> _What to work on_: Please set down, word for word, everything from the start of the items below down through the line containing "column 1137, row 490", including that line.

> _Extracted entries_:
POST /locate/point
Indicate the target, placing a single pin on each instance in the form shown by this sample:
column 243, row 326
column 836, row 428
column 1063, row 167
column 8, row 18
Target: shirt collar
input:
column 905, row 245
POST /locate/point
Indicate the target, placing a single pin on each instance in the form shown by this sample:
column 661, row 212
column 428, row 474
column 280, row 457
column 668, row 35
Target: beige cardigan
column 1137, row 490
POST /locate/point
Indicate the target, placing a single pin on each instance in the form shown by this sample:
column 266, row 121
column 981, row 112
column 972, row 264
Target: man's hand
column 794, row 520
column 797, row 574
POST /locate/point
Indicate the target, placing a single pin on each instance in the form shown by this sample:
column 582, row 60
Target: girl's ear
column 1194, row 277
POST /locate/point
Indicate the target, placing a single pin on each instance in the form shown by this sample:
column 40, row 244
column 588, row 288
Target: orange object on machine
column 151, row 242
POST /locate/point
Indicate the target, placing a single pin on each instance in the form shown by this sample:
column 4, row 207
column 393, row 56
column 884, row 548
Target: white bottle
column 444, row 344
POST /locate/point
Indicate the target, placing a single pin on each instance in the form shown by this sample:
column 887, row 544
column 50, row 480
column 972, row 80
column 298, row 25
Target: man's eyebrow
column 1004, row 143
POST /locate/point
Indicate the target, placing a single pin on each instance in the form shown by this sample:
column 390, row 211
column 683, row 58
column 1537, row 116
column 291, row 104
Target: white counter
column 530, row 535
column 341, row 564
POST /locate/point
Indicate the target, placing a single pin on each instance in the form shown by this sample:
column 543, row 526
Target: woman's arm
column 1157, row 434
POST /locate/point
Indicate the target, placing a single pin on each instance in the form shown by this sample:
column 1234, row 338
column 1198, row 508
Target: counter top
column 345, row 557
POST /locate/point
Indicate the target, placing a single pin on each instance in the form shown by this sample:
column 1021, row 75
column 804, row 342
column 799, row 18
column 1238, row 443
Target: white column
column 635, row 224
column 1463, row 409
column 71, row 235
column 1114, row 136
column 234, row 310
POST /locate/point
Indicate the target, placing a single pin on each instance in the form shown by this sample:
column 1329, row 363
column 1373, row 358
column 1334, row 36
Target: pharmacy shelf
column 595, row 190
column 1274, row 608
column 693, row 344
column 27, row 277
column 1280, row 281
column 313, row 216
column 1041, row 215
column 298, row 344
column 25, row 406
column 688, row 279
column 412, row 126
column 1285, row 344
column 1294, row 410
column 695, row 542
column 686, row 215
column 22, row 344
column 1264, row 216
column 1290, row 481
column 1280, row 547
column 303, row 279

> _Right answer_:
POST /locate/point
Indicate the target, placing a single pin on each instance in the form shown by this sample:
column 243, row 326
column 836, row 428
column 1063, row 167
column 8, row 18
Target: shirt collar
input:
column 905, row 245
POST /locate/point
Indicate the target, placing a single pin on each instance in the form shown by this sample:
column 661, row 212
column 428, row 474
column 280, row 457
column 668, row 35
Target: beige cardigan
column 1137, row 490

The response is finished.